(Data to use)

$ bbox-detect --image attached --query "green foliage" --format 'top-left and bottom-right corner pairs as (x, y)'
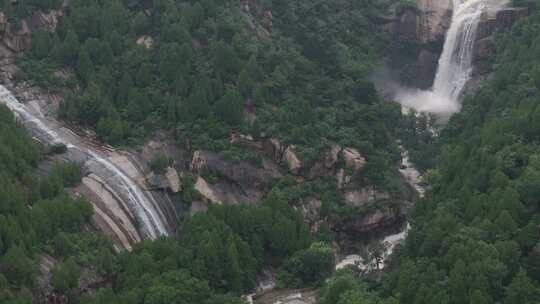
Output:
(215, 87), (244, 126)
(20, 0), (403, 188)
(319, 270), (396, 304)
(149, 154), (170, 174)
(277, 242), (334, 288)
(0, 105), (96, 302)
(52, 258), (80, 293)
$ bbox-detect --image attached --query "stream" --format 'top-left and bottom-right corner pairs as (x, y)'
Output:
(0, 85), (169, 240)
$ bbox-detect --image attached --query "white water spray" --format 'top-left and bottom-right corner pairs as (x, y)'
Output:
(0, 85), (168, 239)
(396, 0), (508, 115)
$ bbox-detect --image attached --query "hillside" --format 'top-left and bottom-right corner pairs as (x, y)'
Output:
(0, 0), (411, 303)
(0, 0), (539, 304)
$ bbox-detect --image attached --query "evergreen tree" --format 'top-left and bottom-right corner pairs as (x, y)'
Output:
(1, 245), (34, 288)
(504, 270), (539, 304)
(238, 68), (255, 97)
(62, 29), (80, 64)
(77, 48), (94, 83)
(215, 88), (244, 126)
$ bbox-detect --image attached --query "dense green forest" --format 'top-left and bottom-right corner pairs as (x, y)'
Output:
(2, 0), (540, 303)
(4, 0), (403, 301)
(18, 0), (404, 190)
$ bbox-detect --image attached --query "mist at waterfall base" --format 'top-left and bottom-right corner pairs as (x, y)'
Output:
(395, 85), (461, 115)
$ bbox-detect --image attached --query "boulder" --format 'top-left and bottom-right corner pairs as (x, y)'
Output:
(284, 145), (302, 175)
(145, 173), (169, 190)
(136, 35), (154, 49)
(263, 138), (285, 163)
(336, 168), (354, 190)
(345, 207), (405, 234)
(344, 187), (391, 207)
(325, 144), (341, 169)
(190, 150), (278, 190)
(165, 167), (182, 193)
(342, 148), (366, 173)
(144, 167), (182, 193)
(194, 177), (222, 204)
(190, 150), (206, 172)
(308, 144), (341, 179)
(193, 176), (262, 204)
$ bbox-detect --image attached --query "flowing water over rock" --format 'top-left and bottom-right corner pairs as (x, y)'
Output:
(0, 85), (169, 240)
(396, 0), (508, 115)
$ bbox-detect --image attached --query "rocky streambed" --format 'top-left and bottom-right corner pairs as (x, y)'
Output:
(0, 83), (178, 250)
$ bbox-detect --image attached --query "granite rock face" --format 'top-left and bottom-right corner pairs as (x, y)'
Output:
(391, 0), (453, 88)
(416, 0), (453, 45)
(473, 7), (531, 75)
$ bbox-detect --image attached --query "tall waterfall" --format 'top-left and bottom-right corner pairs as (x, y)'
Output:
(0, 85), (168, 240)
(396, 0), (508, 114)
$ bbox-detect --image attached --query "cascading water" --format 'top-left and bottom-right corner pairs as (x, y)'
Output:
(396, 0), (508, 115)
(0, 85), (168, 239)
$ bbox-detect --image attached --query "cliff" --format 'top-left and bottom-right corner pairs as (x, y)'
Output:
(392, 0), (529, 89)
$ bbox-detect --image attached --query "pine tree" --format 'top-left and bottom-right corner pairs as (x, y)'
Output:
(214, 88), (244, 126)
(76, 48), (94, 83)
(238, 68), (255, 97)
(225, 241), (243, 293)
(116, 73), (134, 105)
(62, 29), (80, 65)
(1, 245), (35, 287)
(504, 269), (539, 304)
(31, 31), (52, 60)
(136, 62), (152, 87)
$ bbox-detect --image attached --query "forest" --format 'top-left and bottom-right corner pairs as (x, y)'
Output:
(0, 0), (539, 303)
(2, 0), (402, 303)
(18, 0), (403, 191)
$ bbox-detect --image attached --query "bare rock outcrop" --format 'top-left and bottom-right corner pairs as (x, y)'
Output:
(190, 150), (280, 204)
(263, 138), (286, 163)
(416, 0), (453, 44)
(136, 35), (154, 49)
(283, 145), (302, 175)
(342, 147), (367, 173)
(391, 0), (452, 88)
(0, 9), (63, 55)
(342, 206), (406, 235)
(145, 167), (181, 193)
(344, 187), (391, 207)
(472, 7), (531, 75)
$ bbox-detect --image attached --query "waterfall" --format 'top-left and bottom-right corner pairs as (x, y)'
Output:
(433, 0), (488, 101)
(0, 85), (168, 240)
(396, 0), (508, 115)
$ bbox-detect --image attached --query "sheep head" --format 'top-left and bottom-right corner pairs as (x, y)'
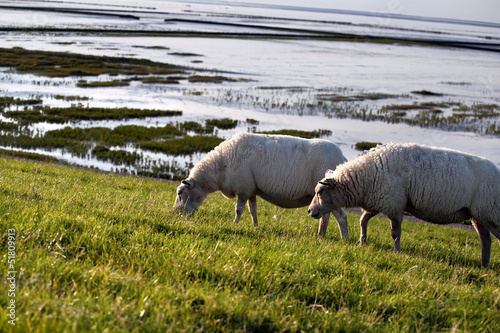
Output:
(173, 178), (207, 214)
(308, 177), (337, 219)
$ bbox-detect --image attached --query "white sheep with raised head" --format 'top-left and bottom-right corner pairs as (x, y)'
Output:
(308, 142), (500, 267)
(174, 132), (349, 239)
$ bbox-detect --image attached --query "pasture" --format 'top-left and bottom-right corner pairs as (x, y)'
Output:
(1, 157), (499, 332)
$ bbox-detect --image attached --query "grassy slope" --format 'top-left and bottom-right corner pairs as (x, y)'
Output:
(0, 158), (499, 332)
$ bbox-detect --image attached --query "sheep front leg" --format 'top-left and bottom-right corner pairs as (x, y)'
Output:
(247, 196), (259, 227)
(331, 208), (349, 240)
(360, 211), (376, 245)
(390, 217), (402, 253)
(318, 213), (330, 237)
(234, 197), (247, 224)
(471, 219), (492, 268)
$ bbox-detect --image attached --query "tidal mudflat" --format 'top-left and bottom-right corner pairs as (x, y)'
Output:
(0, 0), (499, 178)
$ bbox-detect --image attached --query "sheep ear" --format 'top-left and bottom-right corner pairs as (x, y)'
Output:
(319, 178), (335, 187)
(181, 179), (193, 187)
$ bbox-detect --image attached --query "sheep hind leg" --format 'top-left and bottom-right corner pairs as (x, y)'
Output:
(389, 217), (402, 253)
(481, 218), (500, 242)
(360, 211), (376, 245)
(234, 197), (247, 224)
(471, 219), (492, 268)
(330, 208), (350, 240)
(247, 196), (259, 227)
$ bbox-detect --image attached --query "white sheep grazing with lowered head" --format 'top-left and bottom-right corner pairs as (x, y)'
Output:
(308, 142), (500, 268)
(174, 132), (349, 239)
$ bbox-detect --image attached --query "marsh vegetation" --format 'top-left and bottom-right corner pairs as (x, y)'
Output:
(0, 47), (188, 78)
(201, 86), (500, 135)
(256, 129), (332, 139)
(2, 104), (183, 123)
(0, 113), (233, 178)
(354, 141), (382, 151)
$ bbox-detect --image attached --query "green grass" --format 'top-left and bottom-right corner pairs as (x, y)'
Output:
(1, 158), (499, 332)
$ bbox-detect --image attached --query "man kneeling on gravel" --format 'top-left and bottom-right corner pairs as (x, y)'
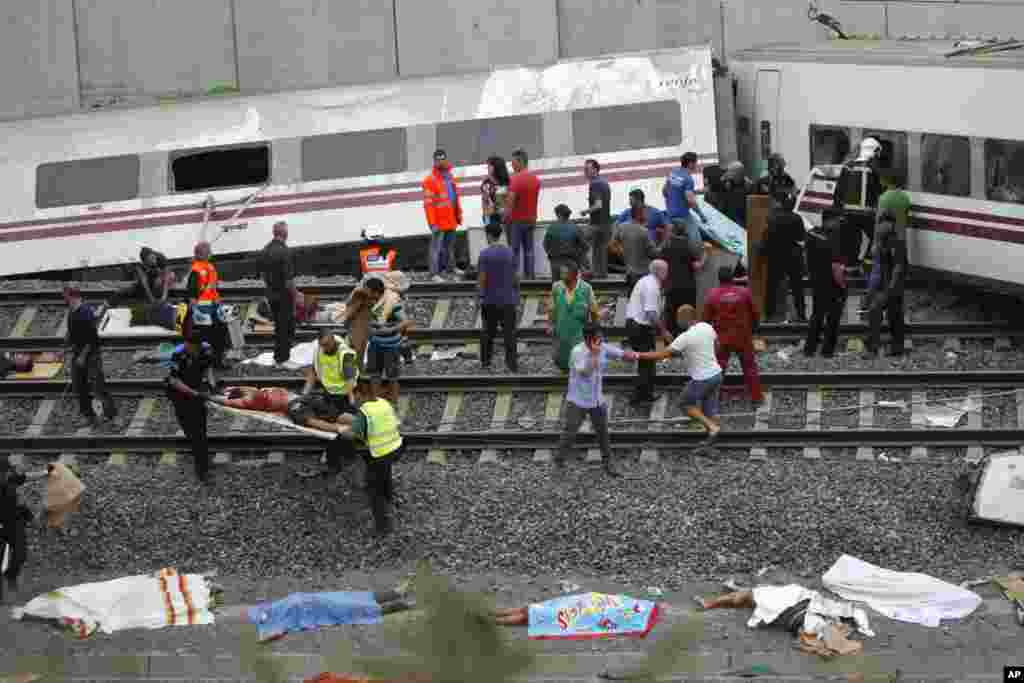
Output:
(631, 305), (723, 448)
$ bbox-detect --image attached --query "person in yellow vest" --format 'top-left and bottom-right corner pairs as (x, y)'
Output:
(334, 374), (405, 536)
(359, 226), (398, 277)
(288, 330), (360, 475)
(187, 241), (230, 369)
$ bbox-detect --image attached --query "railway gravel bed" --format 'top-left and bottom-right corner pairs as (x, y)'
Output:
(875, 388), (912, 429)
(41, 395), (140, 436)
(717, 390), (757, 432)
(402, 298), (436, 328)
(402, 391), (447, 432)
(820, 388), (859, 430)
(504, 392), (547, 431)
(0, 397), (42, 435)
(11, 450), (1021, 589)
(982, 390), (1018, 430)
(768, 389), (806, 430)
(23, 305), (66, 337)
(452, 391), (496, 432)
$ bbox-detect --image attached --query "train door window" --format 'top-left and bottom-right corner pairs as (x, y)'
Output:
(170, 144), (270, 193)
(435, 114), (544, 168)
(36, 154), (141, 209)
(921, 134), (971, 197)
(862, 129), (908, 185)
(984, 138), (1024, 204)
(571, 101), (682, 155)
(809, 125), (850, 166)
(301, 128), (408, 182)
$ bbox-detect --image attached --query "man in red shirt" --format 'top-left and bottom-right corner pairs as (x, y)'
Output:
(502, 148), (541, 279)
(703, 266), (763, 402)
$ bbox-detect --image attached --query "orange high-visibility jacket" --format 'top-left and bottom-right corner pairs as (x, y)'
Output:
(422, 168), (462, 232)
(191, 260), (221, 302)
(360, 246), (396, 274)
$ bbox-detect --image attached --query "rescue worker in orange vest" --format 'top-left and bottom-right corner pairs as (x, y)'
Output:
(359, 226), (398, 277)
(422, 149), (463, 281)
(187, 241), (230, 369)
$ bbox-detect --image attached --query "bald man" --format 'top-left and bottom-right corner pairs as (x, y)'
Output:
(188, 241), (230, 369)
(624, 259), (673, 404)
(262, 222), (297, 365)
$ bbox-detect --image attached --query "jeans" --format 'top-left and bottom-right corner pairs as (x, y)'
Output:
(267, 293), (295, 364)
(480, 303), (518, 370)
(626, 319), (657, 400)
(170, 392), (209, 480)
(72, 349), (116, 419)
(588, 223), (612, 278)
(716, 345), (763, 402)
(334, 439), (404, 533)
(557, 402), (612, 463)
(508, 222), (536, 279)
(430, 228), (456, 274)
(868, 292), (905, 353)
(681, 372), (722, 418)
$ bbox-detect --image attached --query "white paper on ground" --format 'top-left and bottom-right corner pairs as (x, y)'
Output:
(748, 584), (874, 638)
(920, 398), (979, 428)
(822, 554), (982, 627)
(430, 349), (461, 361)
(1, 541), (8, 574)
(242, 340), (319, 369)
(877, 401), (907, 409)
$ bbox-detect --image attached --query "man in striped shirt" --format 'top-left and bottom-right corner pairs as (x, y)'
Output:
(365, 278), (407, 404)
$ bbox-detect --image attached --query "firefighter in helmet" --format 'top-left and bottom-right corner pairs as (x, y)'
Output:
(359, 226), (398, 277)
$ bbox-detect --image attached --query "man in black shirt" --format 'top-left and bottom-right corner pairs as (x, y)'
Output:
(109, 247), (170, 306)
(866, 218), (908, 357)
(754, 154), (797, 206)
(0, 459), (32, 603)
(165, 328), (217, 482)
(658, 222), (704, 337)
(262, 222), (297, 365)
(762, 195), (807, 322)
(580, 159), (612, 278)
(804, 211), (846, 358)
(64, 285), (116, 426)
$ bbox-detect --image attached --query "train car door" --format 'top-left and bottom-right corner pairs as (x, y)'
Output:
(754, 69), (781, 178)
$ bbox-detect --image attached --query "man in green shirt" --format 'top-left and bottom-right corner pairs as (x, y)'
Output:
(877, 175), (912, 243)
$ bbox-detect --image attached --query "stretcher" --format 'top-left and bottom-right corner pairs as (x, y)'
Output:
(207, 393), (338, 441)
(99, 307), (183, 337)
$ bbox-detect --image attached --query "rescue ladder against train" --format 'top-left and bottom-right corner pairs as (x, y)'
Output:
(0, 44), (727, 279)
(729, 38), (1024, 291)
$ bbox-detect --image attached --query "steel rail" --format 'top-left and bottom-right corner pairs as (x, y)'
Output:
(0, 370), (1021, 396)
(0, 320), (1015, 353)
(0, 428), (1018, 454)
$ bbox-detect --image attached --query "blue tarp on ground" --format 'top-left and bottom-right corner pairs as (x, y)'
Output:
(248, 591), (383, 642)
(696, 198), (747, 267)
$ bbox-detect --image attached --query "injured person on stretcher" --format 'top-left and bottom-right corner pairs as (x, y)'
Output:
(206, 386), (291, 413)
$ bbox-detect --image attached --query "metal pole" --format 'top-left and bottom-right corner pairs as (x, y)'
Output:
(70, 0), (85, 110)
(229, 0), (242, 90)
(392, 0), (401, 77)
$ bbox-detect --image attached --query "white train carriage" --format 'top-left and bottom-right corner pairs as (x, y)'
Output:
(729, 39), (1024, 290)
(0, 45), (723, 279)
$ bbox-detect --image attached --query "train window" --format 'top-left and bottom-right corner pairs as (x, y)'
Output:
(301, 128), (408, 182)
(862, 129), (908, 186)
(809, 125), (850, 166)
(435, 114), (544, 168)
(36, 155), (140, 209)
(921, 134), (970, 197)
(985, 138), (1024, 204)
(571, 101), (682, 155)
(170, 144), (270, 193)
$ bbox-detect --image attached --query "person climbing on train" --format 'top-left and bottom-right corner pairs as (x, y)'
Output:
(165, 325), (217, 483)
(664, 152), (709, 248)
(109, 247), (172, 306)
(754, 153), (797, 206)
(833, 137), (883, 272)
(333, 374), (406, 536)
(804, 210), (847, 358)
(703, 266), (763, 403)
(64, 284), (117, 427)
(359, 226), (398, 277)
(187, 241), (230, 369)
(866, 211), (908, 358)
(762, 194), (807, 322)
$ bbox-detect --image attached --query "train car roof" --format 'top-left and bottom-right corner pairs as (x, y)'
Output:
(731, 38), (1024, 70)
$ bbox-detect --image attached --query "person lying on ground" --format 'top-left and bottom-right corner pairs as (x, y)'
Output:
(206, 386), (291, 413)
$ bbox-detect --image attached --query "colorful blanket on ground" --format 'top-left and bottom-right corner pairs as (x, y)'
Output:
(248, 591), (383, 642)
(13, 568), (216, 638)
(526, 592), (659, 640)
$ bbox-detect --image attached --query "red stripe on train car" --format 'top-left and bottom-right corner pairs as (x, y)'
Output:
(797, 204), (1024, 245)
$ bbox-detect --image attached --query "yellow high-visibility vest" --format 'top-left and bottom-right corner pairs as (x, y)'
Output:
(314, 336), (357, 396)
(360, 398), (403, 459)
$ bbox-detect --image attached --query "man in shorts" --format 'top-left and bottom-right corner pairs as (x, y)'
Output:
(632, 304), (723, 447)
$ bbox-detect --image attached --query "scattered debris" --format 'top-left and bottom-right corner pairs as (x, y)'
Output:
(429, 348), (461, 362)
(847, 338), (865, 353)
(557, 580), (581, 593)
(798, 623), (863, 658)
(645, 586), (664, 597)
(877, 400), (906, 409)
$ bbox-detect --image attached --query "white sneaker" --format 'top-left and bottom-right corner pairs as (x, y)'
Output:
(431, 275), (446, 283)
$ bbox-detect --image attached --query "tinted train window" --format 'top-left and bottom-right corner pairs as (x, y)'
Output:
(572, 101), (681, 155)
(302, 128), (408, 182)
(808, 125), (850, 166)
(36, 155), (140, 209)
(170, 144), (270, 193)
(921, 134), (970, 197)
(985, 138), (1024, 204)
(862, 129), (908, 186)
(436, 114), (544, 167)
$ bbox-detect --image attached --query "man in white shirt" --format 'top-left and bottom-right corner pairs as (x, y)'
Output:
(633, 304), (723, 445)
(625, 260), (673, 405)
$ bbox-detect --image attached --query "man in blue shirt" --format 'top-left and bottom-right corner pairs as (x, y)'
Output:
(615, 188), (673, 245)
(477, 222), (520, 372)
(663, 152), (709, 247)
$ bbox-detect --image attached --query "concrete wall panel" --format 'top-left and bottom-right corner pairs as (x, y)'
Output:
(75, 0), (236, 103)
(235, 0), (397, 93)
(888, 3), (1024, 40)
(0, 1), (79, 120)
(395, 0), (558, 77)
(558, 0), (660, 59)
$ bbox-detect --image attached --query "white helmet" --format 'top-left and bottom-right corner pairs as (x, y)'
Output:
(362, 225), (385, 242)
(859, 137), (881, 160)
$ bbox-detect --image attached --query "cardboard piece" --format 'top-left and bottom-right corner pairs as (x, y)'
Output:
(46, 463), (84, 529)
(746, 194), (772, 318)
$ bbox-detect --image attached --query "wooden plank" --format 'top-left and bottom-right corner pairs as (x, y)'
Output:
(754, 391), (772, 430)
(107, 452), (128, 466)
(159, 451), (178, 466)
(491, 392), (512, 431)
(419, 299), (451, 356)
(23, 399), (56, 437)
(967, 389), (983, 429)
(127, 398), (158, 437)
(639, 395), (669, 464)
(911, 389), (927, 428)
(844, 295), (862, 323)
(805, 390), (821, 431)
(520, 298), (541, 328)
(437, 393), (463, 433)
(9, 306), (38, 338)
(859, 390), (875, 430)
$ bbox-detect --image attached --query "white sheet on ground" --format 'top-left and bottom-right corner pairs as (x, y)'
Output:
(241, 340), (319, 369)
(99, 308), (173, 337)
(14, 568), (215, 635)
(749, 584), (874, 638)
(822, 554), (982, 627)
(208, 394), (338, 441)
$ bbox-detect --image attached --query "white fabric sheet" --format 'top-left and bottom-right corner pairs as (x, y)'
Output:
(822, 554), (982, 627)
(99, 308), (173, 338)
(208, 395), (338, 441)
(241, 340), (319, 369)
(748, 584), (874, 638)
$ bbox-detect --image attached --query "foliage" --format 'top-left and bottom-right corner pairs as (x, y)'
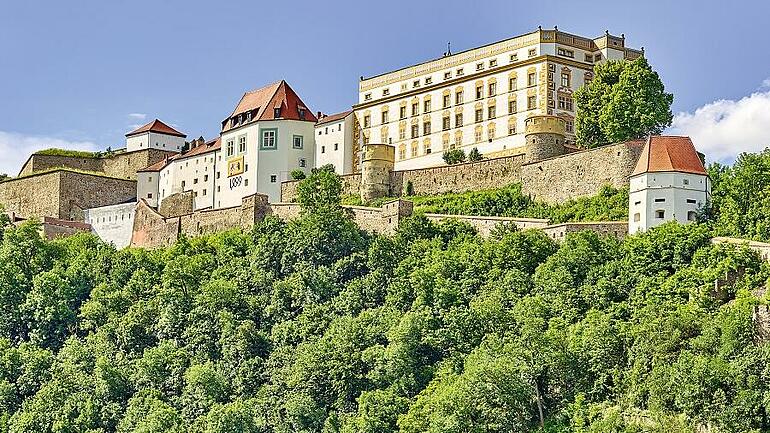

(End Data to use)

Problem details.
Only lines with the word "stretcher" are wanted; pull each of them from the records.

Your solution.
$ bbox-detect --image attached --query "stretcher" --format 'top-left and bottom-right corner pairs as (x, y)'
$ bbox-detect --image attached --query "injured person on stretcher" --format 'top-left and bottom-right corner pairs as (x, y)'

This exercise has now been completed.